WHAT IS REQUIRED. Reproduce every line of the material from the line containing "Where can the white beard" through the end, shifting each number in the answer coordinates up by 98 and leaving the sample coordinates unchanged.

EXTRACTED INFORMATION.
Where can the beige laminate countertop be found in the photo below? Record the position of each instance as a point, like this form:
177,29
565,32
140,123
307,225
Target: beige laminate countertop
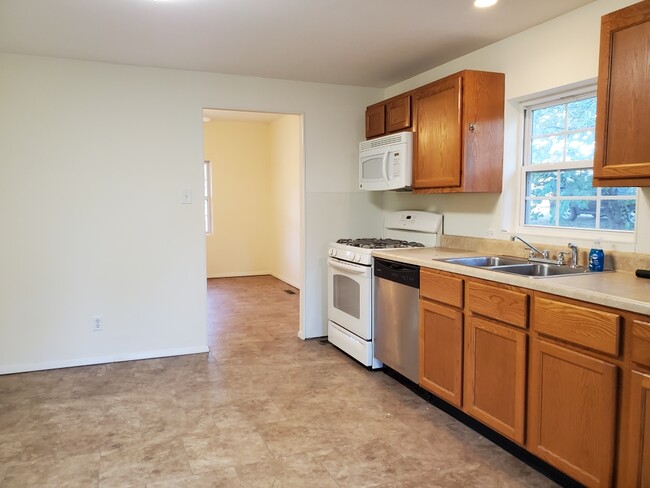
617,289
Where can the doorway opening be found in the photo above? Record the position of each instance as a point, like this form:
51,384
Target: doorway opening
256,188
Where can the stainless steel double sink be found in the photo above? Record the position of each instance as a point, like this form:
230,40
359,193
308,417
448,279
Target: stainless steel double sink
519,266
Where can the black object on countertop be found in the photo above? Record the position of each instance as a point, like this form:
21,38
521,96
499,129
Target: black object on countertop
643,273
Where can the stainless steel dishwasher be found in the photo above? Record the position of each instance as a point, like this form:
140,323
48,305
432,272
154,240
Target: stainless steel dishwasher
396,292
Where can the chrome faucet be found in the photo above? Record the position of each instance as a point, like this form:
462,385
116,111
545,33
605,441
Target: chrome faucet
533,249
574,255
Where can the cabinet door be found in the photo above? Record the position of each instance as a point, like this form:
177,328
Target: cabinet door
638,439
571,413
398,112
375,120
495,376
441,351
622,154
438,138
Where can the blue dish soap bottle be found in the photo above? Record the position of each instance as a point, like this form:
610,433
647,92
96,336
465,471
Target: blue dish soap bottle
596,257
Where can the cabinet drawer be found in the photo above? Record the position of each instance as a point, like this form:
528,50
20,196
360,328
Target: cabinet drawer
498,303
641,342
441,288
583,326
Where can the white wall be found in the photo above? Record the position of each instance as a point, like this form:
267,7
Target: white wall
286,188
93,160
560,52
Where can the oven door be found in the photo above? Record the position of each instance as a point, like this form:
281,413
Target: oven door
349,296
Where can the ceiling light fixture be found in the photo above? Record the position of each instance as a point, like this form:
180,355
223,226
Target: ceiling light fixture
484,3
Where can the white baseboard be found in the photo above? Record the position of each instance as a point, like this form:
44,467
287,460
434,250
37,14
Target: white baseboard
287,281
238,274
69,363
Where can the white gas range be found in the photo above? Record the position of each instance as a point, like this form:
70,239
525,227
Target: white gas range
350,279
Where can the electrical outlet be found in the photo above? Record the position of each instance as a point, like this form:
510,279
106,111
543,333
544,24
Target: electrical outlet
98,323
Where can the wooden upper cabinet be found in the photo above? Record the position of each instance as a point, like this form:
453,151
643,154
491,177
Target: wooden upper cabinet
438,138
622,152
375,120
398,113
391,115
458,133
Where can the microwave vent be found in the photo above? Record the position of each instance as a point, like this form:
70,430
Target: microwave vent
384,141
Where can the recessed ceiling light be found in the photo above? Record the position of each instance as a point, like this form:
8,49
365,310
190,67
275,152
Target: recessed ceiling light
484,3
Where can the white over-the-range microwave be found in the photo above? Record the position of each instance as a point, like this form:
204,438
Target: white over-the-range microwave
386,163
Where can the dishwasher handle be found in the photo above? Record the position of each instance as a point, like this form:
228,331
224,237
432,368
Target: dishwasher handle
402,273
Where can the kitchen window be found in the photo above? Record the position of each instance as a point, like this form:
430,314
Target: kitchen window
207,195
557,171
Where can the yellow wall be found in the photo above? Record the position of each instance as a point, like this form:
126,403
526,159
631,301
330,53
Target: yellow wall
255,198
241,172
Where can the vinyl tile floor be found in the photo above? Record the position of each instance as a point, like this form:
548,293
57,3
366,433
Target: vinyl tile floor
261,409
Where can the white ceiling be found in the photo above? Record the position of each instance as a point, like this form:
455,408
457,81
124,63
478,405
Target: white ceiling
354,42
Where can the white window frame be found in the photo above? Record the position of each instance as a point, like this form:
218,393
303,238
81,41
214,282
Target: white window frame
207,196
550,99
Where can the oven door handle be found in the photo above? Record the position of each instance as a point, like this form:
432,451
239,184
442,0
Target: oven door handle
348,267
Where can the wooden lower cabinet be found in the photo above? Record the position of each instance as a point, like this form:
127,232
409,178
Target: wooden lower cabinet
495,376
637,465
441,351
572,412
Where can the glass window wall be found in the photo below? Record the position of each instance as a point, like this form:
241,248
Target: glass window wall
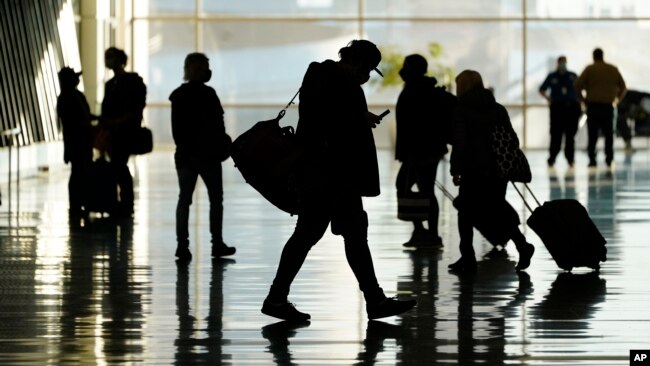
259,50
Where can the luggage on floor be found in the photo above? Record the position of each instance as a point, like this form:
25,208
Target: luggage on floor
102,188
568,233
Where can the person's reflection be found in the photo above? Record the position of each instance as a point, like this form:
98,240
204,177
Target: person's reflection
78,303
601,201
122,302
278,335
102,281
422,324
482,314
571,298
376,333
188,326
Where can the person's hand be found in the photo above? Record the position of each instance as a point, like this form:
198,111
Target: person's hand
456,180
372,119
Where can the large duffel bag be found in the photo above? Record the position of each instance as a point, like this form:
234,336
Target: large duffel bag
568,233
266,156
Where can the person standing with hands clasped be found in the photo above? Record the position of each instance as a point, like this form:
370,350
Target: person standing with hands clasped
122,110
564,109
603,84
75,118
339,168
197,128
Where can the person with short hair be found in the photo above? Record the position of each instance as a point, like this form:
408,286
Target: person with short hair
75,121
564,105
339,167
482,190
197,124
423,120
603,85
122,112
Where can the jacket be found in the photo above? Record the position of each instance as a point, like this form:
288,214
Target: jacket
475,116
197,121
340,156
423,120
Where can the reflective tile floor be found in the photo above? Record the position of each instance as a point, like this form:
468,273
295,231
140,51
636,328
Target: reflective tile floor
110,292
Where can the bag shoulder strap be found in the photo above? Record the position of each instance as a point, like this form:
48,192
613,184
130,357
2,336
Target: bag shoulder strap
284,110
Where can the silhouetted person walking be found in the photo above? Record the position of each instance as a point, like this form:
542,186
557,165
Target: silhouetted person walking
75,120
482,191
122,108
197,125
564,109
340,166
423,116
603,84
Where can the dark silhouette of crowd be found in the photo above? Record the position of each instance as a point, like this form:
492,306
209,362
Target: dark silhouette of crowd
338,165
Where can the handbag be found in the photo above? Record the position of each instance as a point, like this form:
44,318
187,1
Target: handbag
267,155
412,206
142,141
511,161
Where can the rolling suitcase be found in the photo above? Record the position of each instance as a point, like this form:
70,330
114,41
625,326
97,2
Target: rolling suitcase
568,233
102,188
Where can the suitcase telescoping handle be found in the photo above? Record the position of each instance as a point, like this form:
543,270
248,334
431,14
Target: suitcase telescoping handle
445,191
524,198
451,196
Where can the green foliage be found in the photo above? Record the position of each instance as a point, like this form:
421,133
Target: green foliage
392,59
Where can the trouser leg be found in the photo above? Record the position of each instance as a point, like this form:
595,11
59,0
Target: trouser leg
211,176
593,127
425,178
187,178
556,132
570,130
310,227
358,255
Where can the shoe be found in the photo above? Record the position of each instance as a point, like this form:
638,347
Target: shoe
183,254
525,254
463,266
283,310
550,162
222,250
282,330
423,239
389,306
496,253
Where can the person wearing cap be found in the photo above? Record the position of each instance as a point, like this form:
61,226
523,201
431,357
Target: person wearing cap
564,109
339,168
603,85
423,120
122,110
75,120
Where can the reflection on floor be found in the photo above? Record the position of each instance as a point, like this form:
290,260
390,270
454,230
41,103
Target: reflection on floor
111,292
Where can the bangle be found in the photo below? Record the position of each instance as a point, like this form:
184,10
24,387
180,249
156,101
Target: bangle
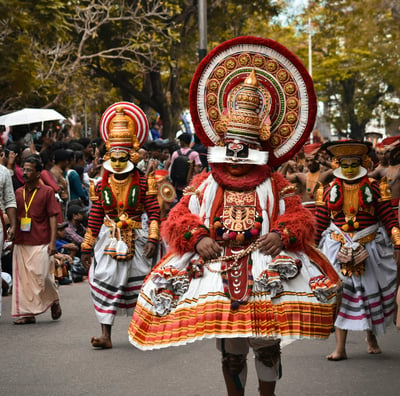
395,236
275,231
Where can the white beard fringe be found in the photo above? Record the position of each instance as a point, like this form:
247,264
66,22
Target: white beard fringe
217,155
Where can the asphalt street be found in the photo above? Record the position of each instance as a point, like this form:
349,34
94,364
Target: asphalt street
55,358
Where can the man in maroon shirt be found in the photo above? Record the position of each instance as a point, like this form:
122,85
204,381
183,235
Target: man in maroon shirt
34,245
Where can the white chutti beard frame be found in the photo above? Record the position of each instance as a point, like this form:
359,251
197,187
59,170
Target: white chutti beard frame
217,155
338,173
107,166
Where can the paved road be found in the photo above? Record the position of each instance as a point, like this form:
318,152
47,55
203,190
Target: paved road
55,358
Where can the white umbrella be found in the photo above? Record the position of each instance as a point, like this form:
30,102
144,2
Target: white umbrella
30,116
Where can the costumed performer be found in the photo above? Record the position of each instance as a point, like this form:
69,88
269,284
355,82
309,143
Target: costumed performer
354,218
241,267
121,202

RIGHT ANSWER.
Where can the white beard fringe be found in the photo above? Record the position of each instance as a point, like this form:
247,264
66,22
Target: white beard fringe
315,253
Where can the asphalt street be found in the photo above? Record the position of each instance as a point, like this form:
349,34
94,364
Target: asphalt street
153,456
Where can the man in maroon shirt be found in the photo above? Record the position of each instance as a point, like this form:
122,85
204,381
183,235
Target: man in maroon shirt
132,343
Where can the white chutti beard frame be found in the photo above? Record the position of each instance as a point, like this form:
359,251
197,187
59,170
Target: white chutti beard frame
315,253
436,271
205,264
Where can the paved road be found in the photo above? Record the position of each instance as a point, like this form:
318,152
47,55
203,190
Target: paved road
153,456
Where can the white umbrella be found in the photo above? Record the position of each instance as a point, like this form:
30,102
144,2
Target: white umbrella
128,214
Where can the costumed performer be found in the photo above? Record the position of each instance as a point, like this form:
69,88
269,284
355,82
309,143
Target: costumed performer
452,316
339,365
219,300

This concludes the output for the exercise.